WORK TO DO
What is needed is an exact repeat of the lines from the line containing "One pin per instance of the green grass" through the final line of the entries below, and nothing else.

# THE DATA start

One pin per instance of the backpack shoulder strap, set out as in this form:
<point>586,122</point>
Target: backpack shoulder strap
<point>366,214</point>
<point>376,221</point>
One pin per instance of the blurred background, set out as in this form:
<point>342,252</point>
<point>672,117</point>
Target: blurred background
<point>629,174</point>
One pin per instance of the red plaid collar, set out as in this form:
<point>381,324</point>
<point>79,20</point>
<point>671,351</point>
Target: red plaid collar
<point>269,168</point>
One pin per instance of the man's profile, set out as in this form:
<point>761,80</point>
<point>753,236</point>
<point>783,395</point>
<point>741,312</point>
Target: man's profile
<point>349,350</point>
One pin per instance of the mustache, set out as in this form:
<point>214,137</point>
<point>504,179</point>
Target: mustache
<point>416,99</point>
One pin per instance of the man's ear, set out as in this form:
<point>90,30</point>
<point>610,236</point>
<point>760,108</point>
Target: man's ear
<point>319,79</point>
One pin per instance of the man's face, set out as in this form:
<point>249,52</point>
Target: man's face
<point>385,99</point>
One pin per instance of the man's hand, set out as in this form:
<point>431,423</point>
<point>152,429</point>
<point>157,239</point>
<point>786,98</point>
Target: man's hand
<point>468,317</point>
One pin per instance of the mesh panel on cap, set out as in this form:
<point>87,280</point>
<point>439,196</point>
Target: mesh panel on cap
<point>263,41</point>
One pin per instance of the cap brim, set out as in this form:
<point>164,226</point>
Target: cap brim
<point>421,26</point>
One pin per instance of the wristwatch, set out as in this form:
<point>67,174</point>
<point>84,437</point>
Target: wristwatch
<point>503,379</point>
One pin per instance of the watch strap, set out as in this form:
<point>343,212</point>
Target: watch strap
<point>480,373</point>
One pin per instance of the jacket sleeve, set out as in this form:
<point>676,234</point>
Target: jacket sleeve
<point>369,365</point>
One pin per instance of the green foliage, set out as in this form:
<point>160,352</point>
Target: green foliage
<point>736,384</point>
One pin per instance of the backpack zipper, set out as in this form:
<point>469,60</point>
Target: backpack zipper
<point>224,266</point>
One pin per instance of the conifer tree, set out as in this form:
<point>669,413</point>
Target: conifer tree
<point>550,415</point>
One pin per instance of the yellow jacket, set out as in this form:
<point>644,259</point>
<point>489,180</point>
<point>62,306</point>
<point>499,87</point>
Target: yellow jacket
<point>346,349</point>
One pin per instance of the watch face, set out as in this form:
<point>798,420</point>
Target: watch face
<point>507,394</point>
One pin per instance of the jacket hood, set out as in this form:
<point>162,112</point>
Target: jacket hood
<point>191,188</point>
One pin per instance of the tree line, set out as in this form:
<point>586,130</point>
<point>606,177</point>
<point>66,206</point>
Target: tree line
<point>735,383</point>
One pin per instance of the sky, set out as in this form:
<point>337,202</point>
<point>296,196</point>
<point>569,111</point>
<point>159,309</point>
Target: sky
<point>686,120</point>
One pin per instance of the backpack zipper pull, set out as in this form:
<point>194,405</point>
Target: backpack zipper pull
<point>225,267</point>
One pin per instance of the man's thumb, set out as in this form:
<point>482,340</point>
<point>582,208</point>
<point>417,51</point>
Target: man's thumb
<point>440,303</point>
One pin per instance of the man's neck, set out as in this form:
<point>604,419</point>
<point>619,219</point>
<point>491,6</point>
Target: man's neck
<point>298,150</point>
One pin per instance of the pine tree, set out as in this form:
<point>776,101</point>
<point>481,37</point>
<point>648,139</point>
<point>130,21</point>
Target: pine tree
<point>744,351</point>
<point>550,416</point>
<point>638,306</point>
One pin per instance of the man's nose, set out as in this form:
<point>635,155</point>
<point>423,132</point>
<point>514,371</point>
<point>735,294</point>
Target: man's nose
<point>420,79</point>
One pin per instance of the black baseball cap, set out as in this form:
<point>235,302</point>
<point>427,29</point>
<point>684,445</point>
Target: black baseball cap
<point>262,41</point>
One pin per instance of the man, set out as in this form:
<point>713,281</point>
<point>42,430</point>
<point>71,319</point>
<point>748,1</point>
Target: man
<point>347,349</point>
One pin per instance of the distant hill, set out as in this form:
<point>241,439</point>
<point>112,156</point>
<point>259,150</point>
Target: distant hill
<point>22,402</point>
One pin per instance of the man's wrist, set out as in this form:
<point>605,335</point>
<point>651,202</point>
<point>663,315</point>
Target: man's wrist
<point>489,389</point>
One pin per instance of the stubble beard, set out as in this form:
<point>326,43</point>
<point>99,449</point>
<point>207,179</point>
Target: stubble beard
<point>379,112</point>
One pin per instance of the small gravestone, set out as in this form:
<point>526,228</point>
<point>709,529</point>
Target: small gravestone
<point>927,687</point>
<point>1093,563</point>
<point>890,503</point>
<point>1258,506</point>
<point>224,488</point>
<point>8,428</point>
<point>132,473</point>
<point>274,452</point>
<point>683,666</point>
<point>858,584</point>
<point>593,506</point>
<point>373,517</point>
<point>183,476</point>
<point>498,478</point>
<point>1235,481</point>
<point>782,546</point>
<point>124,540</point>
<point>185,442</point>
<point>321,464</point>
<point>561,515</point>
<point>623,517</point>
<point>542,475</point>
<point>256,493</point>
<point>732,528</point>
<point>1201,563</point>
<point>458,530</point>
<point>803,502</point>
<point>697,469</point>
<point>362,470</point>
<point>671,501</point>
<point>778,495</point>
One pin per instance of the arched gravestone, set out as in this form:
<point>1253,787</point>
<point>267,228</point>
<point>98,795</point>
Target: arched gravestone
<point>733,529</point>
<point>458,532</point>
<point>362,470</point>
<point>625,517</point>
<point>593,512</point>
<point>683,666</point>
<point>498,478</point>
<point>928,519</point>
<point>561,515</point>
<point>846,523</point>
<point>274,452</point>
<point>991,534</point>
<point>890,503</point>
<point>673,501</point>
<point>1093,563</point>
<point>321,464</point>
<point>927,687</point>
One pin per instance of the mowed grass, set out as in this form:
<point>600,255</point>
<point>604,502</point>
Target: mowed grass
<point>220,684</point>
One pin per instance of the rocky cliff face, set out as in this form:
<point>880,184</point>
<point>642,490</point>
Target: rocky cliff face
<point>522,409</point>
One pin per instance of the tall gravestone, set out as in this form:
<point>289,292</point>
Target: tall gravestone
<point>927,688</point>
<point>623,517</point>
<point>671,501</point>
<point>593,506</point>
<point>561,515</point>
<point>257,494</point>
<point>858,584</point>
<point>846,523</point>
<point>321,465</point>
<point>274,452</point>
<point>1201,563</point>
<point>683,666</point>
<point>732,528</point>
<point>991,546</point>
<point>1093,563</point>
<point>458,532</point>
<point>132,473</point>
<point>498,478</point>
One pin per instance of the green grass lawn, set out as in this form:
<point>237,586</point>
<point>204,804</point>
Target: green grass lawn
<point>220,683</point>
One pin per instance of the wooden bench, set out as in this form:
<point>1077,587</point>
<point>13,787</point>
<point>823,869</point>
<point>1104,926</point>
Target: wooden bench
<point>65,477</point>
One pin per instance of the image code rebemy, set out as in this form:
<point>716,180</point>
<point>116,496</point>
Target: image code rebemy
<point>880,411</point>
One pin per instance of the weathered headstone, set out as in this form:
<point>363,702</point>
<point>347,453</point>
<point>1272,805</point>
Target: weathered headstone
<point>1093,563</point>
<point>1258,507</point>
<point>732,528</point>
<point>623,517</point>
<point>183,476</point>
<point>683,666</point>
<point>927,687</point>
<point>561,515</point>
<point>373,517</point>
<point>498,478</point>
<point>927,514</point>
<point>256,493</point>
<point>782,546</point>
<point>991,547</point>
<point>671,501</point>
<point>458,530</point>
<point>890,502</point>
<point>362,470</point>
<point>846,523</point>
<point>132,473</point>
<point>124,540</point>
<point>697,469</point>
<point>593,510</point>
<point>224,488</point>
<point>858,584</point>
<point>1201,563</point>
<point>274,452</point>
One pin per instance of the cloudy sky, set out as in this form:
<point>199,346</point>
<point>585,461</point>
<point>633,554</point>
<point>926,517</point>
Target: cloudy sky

# THE DATA end

COMPLETED EXERCISE
One pin per instance of the green grass lawn, set out as in this form:
<point>237,586</point>
<point>204,804</point>
Target: green grass lawn
<point>220,683</point>
One pin per instance of the wooden bench, set out as in this form:
<point>1077,587</point>
<point>13,787</point>
<point>823,869</point>
<point>1104,926</point>
Target: wooden bench
<point>65,477</point>
One pin per instance of the image code rebemy, set out as in this form:
<point>716,180</point>
<point>116,496</point>
Target: image code rebemy
<point>880,411</point>
One pin per instance of the weathered headstone, set out as in this form:
<point>363,702</point>
<point>347,453</point>
<point>1272,805</point>
Target: weathered headstone
<point>1093,563</point>
<point>1258,507</point>
<point>732,528</point>
<point>623,517</point>
<point>183,476</point>
<point>683,666</point>
<point>927,687</point>
<point>561,515</point>
<point>373,517</point>
<point>498,478</point>
<point>927,514</point>
<point>256,493</point>
<point>782,546</point>
<point>991,547</point>
<point>671,501</point>
<point>458,530</point>
<point>890,502</point>
<point>362,470</point>
<point>846,523</point>
<point>132,473</point>
<point>124,540</point>
<point>697,469</point>
<point>593,510</point>
<point>224,488</point>
<point>858,584</point>
<point>1201,563</point>
<point>274,452</point>
One pin per instance of the cloudy sky, set out as in this form:
<point>199,346</point>
<point>585,461</point>
<point>633,554</point>
<point>926,517</point>
Target: cloudy sky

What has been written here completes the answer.